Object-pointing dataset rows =
_ _ _ _

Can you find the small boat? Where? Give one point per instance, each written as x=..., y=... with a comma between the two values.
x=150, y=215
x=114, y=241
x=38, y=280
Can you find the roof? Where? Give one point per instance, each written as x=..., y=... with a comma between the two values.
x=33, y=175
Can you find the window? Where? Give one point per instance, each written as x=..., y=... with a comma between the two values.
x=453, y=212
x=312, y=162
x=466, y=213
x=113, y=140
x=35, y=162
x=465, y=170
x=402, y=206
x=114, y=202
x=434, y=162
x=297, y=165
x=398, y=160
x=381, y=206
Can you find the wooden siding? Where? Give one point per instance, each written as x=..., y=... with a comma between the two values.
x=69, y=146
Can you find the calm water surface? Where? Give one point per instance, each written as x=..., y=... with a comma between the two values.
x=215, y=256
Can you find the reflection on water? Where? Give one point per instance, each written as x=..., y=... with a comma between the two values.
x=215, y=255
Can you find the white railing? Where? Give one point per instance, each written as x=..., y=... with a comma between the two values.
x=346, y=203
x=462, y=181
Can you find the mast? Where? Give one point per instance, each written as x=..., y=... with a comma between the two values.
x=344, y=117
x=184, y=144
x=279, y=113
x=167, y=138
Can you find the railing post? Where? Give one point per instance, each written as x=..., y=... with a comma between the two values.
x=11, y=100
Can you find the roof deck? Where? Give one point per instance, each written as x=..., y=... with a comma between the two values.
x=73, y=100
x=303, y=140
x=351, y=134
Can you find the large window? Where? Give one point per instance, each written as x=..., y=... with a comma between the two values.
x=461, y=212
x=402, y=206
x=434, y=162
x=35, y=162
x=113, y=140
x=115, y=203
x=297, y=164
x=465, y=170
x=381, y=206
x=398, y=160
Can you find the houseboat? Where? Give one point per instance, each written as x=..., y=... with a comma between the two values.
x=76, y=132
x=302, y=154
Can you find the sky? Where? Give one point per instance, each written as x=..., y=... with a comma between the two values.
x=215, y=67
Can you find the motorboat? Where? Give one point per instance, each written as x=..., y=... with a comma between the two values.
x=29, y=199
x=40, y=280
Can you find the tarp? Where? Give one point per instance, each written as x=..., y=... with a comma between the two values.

_ _ _ _

What is needed = Write out the listing again, substituting "one point for each instance" for every occurrence of "one point per instance" and leaving everything else unchanged.

Exercise result =
Can you find the small boat? Where? Give one point for each instance, each written as x=..., y=... with a comma between the two values.
x=150, y=215
x=114, y=241
x=38, y=280
Can you find the roof? Where? Give one point for each instance, each written as x=..., y=... with a comma between the two values.
x=33, y=175
Can you find the window? Where? Give one point for each instance, each written as x=..., y=... with a comma between the two values.
x=453, y=212
x=312, y=162
x=466, y=213
x=113, y=140
x=35, y=162
x=465, y=170
x=402, y=206
x=114, y=202
x=434, y=162
x=297, y=165
x=398, y=160
x=381, y=206
Can you find the wooden siding? Where? Give one point for each instance, each written as x=..., y=... with a comma between the two values.
x=69, y=146
Can you find the calm water surface? Where? Give one point for each instance, each written as x=..., y=... with a comma between the two values.
x=215, y=256
Can you find the reflection on water? Where? Give one point for each instance, each written as x=..., y=... with a comma between the two values.
x=215, y=255
Can you find the white railing? Where? Give one point for each instance, each written as x=..., y=... with a comma between the two values.
x=346, y=203
x=462, y=181
Can you find the mast? Where? Give one point for each instance, each written as x=..., y=... with a comma between the two values.
x=344, y=117
x=184, y=144
x=279, y=113
x=167, y=138
Can you find the railing post? Where? Give one point for each instance, each written as x=..., y=... with a comma between the two values.
x=11, y=100
Can you find the roof deck? Where? Give one point for each instance, each written as x=..., y=... with a comma between the two values.
x=73, y=100
x=303, y=140
x=351, y=134
Can you find the large window? Where? Give one point for each instance, each written as x=..., y=... with a comma between the two values.
x=461, y=212
x=402, y=206
x=434, y=162
x=35, y=162
x=113, y=140
x=115, y=203
x=297, y=164
x=465, y=170
x=381, y=206
x=398, y=160
Can you find the houseboat? Where? Give one point for each instance, each written as x=..., y=... with a comma between the two values.
x=76, y=132
x=302, y=154
Can you find the sky? Where? Give one point for each instance, each written as x=..., y=... with a comma between the two values.
x=215, y=67
Can you find the motorboat? Where? Give one point for each instance, each written as x=..., y=... with a comma between the two values.
x=29, y=199
x=40, y=280
Can you find the tarp? Where? Give one point for each instance, each written as x=..., y=... with a comma between the two values.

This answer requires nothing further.